▸ **Exercise instructions**
a - In the post below, about how long did the writer talk with the man by phone before deciding to meet him in person?
b - Using the post below, decide whether each statement agrees with it: (i) The man the writer met in the UK was there on a student visa that was expiring. (ii) The writer agreed to the court ceremony he had arranged. (iii) The post says most couples marry after three months of courting.
c - From the post below, extract the passage starting with "3. Meet Him" and going on through "this is necessary.".

▸ **Provided passage**

------------------------------

Unfortunately, I’ve seen friends or friends of friends getting married to supposed men of their dreams only to be abandoned after their husband’s permanent residency is established. Not only have I seen it, but I almost became a victim.
I was introduced to a Nigerian guy who was living in the UK with a student visa that was expiring. He had no desire to move back to Nigeria. We conversed over the phone for about 6 months until I decided it was time to meet in person. When I got to the UK, ladies, he was a different person. He told me he wanted to marry me and had already arranged for a court ceremony (which wasn’t possible, because neither of us were British citizens) without meeting my parents. I refused. That’s when the trouble started. He was hostile, verbally abusive and condescending. I had never been with a man where I feared my safety. As soon as, I got back to the States, I broke our courtship off, especially since another woman called me confessing that she was with him the entire time and he told her he was using me to get his papers. Ladies, that was a frightening and confusing time for me. But I’m sharing my story so that others won’t go down the same path. Through the ordeal, I learned a few lessons that I hope you learn to.
1. Don’t Be Secretive About Your Relationship
They say love is blind and to an extent, it can be. Your man may be amazing to you, but do your close friends think he’s amazing? Do your Nigerian parents think he’s amazing? Do your siblings think he’s amazing? Everybody doesn’t have to know about your relationship, but those that love you and want the best for you should. Your love ones can sense the red flags better than you can in your lovey dovey state. When you’re courting, both parties put their best foot forward. However, some parties put their lying foot forward. It’s easier to identify character flaws when someone isn’t emotionally attached. It’s better to introduce them to someone you trust early on than to spend a year entertaining a fraudulent relationship and another six months nursing a broken heart.
2. Slow Down Your Timeline
There are couples who met, got married after 3 months of courting and are now living happily ever after. They are the exception. Generally, it takes most couples longer to grow together. A lot of factors should be considered before you vow to marry someone for the rest of your life. Someone who isn’t trying to marry you for the right reasons will tend not to be patient. If the two of you want to grow old together, what’s another couple of months in courtship to pray about it, seek pre-marital counseling and plan for the future? Be cautious about someone who can’t respect your timeline. Maybe he has another agenda you don’t know about.
3. Meet Him In Person Often
If you are in the States and are courting someone in Nigeria, try to meet the person as often as you can. Long distance relationships aren’t ideal for some, because of this very factor. It takes more effort to relate with someone you hardly see. You can’t holistically understand someone, if you don’t see how they react to situations in person. Texting all day and talking on the phone for two hours at night when you’re winding down and relaxing doesn’t give you the scope of that person’s personality. Because you are always in the same environment when you speak. It’s better to visit that person often enough to observe his non-verbal communication. Learning from experience, this is necessary.
4. Gauge His Interests In Moving
Again, if you are courting someone who lives in Nigeria and you live in the States, talk about where the two of you would like to move. If he is ready to drop EVERYTHING to move to the States, then ponder deeply about it. Does he genuinely want to be with you or is he eager for a plane ticket to start his life over? Why doesn’t he believe he can do well where he is now. Help him to realize that the States don’t have streets paved in gold. Although we have better infrastructure to plan for the future, it takes diligence to create a life that you want to live anywhere in the world. Unless his parents are oil tycoons, politicians, bank managers or CEOs, the same hustle he’s running from in Nigeria will come and meet him in the States. Make sure his expectations are realistic and manageable.
Your Turn: If you’ve been in this situation, what advice would you give?

------------------------------

▸ **Records provided**
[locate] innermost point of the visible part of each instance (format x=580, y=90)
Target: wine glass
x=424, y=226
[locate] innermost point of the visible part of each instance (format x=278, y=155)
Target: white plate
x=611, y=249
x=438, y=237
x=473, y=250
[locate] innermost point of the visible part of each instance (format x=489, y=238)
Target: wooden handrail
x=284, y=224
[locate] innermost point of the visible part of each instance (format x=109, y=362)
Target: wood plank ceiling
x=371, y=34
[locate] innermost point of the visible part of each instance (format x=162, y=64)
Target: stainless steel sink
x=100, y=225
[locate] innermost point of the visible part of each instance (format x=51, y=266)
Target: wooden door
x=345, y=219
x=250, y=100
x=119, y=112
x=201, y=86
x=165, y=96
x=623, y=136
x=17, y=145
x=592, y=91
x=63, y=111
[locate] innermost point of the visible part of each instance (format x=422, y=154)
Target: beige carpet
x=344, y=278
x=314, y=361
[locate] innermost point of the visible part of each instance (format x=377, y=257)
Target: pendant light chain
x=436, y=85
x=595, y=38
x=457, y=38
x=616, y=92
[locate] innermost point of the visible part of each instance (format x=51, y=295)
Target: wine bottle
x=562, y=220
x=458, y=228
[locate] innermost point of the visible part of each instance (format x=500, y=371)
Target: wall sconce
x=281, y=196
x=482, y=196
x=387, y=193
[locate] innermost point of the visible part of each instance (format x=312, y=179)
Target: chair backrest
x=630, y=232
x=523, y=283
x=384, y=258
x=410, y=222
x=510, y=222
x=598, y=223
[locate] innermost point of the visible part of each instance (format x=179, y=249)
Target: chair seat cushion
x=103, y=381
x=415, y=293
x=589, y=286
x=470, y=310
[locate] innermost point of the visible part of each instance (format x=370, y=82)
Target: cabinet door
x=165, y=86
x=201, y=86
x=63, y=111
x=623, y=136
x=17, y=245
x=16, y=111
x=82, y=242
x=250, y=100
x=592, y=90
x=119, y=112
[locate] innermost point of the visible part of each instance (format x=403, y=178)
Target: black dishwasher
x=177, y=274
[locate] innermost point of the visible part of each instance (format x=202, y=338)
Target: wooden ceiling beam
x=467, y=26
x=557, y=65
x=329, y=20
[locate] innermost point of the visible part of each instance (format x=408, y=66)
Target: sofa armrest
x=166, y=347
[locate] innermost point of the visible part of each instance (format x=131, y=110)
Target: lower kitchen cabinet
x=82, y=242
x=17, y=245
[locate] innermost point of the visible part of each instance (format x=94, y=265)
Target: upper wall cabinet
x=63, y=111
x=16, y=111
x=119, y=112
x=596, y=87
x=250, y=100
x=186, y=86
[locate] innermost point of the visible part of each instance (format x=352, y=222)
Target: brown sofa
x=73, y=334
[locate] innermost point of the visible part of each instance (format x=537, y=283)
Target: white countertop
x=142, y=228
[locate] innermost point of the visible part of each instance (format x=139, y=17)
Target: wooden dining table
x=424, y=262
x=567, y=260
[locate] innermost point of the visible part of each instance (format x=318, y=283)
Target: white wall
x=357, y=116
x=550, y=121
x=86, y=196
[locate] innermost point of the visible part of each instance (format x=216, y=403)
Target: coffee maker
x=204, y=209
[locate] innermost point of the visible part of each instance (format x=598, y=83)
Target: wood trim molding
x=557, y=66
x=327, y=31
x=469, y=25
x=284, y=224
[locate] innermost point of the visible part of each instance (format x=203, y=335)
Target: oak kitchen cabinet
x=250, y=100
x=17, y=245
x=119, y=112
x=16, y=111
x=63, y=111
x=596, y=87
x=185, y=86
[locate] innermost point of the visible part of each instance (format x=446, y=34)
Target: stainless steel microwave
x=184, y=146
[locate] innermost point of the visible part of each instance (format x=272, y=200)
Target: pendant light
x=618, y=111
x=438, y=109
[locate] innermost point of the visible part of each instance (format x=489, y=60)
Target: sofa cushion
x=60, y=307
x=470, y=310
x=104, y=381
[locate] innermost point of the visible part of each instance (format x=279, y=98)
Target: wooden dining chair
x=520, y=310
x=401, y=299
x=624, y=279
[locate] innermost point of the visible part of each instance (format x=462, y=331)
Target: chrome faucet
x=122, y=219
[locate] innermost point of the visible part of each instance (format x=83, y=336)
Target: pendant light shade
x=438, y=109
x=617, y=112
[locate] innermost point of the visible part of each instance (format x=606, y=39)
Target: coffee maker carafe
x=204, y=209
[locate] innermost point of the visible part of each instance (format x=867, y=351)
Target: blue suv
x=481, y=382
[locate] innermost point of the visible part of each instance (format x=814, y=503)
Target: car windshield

------------------------------

▸ **Responses for each task**
a - About 6 months.

b -
(i) Yes: "a Nigerian guy who was living in the UK with a student visa that was expiring"
(ii) No: "I refused."
(iii) No: "They are the exception. Generally, it takes most couples longer to grow together."

c -
3. Meet Him In Person Often
If you are in the States and are courting someone in Nigeria, try to meet the person as often as you can. Long distance relationships aren’t ideal for some, because of this very factor. It takes more effort to relate with someone you hardly see. You can’t holistically understand someone, if you don’t see how they react to situations in person. Texting all day and talking on the phone for two hours at night when you’re winding down and relaxing doesn’t give you the scope of that person’s personality. Because you are always in the same environment when you speak. It’s better to visit that person often enough to observe his non-verbal communication. Learning from experience, this is necessary.